◆ TASK TO CARRY OUT:
Please output only the lines that run from the line containing "Exercise. Point to every instance of the man's arm" through the end of the material below, exactly.

※ ※ ※

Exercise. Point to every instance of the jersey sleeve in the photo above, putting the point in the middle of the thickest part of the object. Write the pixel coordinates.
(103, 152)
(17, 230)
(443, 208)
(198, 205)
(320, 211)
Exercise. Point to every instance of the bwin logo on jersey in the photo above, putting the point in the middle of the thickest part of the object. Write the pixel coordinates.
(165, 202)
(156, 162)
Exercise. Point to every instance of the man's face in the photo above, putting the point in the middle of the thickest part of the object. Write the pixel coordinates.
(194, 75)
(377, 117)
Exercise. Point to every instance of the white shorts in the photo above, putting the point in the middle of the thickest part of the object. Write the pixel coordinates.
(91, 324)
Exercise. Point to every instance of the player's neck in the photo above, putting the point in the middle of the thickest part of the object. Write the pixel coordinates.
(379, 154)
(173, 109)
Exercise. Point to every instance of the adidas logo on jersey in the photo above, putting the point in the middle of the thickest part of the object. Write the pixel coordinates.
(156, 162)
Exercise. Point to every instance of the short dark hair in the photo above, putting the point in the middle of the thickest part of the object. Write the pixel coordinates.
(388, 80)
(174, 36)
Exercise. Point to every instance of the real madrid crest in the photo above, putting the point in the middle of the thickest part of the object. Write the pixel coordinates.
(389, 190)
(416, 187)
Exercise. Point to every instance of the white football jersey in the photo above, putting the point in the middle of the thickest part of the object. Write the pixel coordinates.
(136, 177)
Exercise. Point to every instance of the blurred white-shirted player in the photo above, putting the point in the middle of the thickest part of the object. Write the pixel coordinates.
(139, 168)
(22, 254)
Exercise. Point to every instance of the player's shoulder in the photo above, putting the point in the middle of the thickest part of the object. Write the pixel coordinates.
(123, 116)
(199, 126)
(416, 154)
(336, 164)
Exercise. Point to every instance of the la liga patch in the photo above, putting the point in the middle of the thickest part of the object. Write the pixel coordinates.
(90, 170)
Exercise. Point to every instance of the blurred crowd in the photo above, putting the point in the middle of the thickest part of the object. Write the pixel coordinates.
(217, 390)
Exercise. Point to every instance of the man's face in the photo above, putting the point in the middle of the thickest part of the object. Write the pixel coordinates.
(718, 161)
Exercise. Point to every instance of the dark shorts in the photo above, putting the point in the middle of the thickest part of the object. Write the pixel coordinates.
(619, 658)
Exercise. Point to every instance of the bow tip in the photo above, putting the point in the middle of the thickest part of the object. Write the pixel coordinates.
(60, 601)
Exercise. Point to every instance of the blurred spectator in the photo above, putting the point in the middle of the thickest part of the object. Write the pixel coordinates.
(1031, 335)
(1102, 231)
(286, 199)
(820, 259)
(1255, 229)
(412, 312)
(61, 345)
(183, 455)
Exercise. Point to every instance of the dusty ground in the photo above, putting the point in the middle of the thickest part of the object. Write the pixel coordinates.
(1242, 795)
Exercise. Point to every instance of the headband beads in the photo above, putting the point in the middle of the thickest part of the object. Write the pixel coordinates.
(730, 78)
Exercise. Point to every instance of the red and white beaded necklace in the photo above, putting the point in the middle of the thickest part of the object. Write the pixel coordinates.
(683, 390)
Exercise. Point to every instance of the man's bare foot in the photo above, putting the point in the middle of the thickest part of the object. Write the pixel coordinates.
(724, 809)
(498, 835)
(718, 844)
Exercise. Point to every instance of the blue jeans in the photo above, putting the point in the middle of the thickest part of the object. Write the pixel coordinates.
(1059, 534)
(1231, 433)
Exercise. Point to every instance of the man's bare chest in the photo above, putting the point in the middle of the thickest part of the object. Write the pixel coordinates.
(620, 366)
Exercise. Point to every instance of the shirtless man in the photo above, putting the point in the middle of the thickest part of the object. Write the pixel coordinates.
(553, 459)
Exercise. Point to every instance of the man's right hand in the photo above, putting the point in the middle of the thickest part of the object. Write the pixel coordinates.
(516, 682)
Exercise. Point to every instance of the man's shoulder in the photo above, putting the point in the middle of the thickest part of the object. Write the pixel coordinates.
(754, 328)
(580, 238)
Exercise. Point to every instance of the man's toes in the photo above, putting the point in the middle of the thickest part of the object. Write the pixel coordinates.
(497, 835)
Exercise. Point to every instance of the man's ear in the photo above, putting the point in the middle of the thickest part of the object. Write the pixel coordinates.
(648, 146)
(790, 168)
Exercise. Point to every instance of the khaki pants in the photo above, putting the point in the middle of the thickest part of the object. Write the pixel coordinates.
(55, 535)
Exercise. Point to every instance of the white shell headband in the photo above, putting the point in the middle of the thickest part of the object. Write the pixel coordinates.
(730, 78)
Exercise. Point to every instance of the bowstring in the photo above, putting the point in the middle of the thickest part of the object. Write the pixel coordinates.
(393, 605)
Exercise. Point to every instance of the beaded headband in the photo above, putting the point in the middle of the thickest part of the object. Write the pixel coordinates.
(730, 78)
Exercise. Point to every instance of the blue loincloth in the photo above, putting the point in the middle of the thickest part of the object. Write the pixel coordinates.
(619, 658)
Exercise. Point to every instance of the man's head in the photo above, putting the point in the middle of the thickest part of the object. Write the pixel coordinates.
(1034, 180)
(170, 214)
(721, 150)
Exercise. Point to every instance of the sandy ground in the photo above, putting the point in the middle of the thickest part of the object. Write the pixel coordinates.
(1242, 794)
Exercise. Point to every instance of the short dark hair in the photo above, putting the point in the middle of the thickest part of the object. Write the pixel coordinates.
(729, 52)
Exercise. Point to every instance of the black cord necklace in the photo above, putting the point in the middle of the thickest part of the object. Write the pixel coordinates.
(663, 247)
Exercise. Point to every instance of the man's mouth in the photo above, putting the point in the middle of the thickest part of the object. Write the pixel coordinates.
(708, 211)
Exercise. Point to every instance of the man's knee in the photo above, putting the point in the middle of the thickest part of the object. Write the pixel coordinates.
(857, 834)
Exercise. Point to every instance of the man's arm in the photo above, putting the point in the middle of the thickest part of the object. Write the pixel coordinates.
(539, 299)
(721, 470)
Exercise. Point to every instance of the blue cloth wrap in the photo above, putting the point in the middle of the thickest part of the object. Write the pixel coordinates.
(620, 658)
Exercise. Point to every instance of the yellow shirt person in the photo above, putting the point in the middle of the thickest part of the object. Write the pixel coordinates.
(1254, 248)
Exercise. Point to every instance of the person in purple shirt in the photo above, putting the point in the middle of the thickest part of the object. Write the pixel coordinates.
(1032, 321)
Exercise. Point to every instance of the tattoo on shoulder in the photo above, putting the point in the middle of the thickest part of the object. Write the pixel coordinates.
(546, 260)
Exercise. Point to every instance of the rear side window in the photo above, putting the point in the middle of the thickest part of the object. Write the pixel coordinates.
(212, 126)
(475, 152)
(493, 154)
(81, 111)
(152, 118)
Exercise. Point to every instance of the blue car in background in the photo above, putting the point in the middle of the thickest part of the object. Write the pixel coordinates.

※ ※ ※

◆ EXERCISE RESPONSE:
Exercise. Point to every instance of the man's arm in the photo above, putting the point in the middle of the thickest part of the object. Write the pixel coordinates.
(539, 299)
(721, 470)
Exercise. Point to every instance of the blue cloth wrap in the photo above, putting the point in the middle of the thickest part of the object. Write the pixel coordinates.
(620, 658)
Exercise. Point to every instance of the yellow shirt person in the photo above, putting the point in the middle of the thickest part of the object. Write the pixel coordinates.
(1254, 248)
Exercise. Point to every instance of the person in purple shirt in the photo above, putting the point in the middle of the thickest part of the object. Write the pixel coordinates.
(1032, 321)
Exercise. Point to every instance of the tattoo on shoulder in the photo above, putting the point in the middle of the thickest part of the object. Write the pixel coordinates.
(546, 260)
Exercise. Point to every instance of the rear side window in the photo above, putting the point in the middle of the thickest part of the object. Write the pixel coordinates.
(212, 126)
(475, 152)
(493, 154)
(81, 111)
(152, 118)
Exercise. Point to every instance of the blue car in background in the photo above, putting the point in the middle of the thickest part of the object. Write the pixel coordinates.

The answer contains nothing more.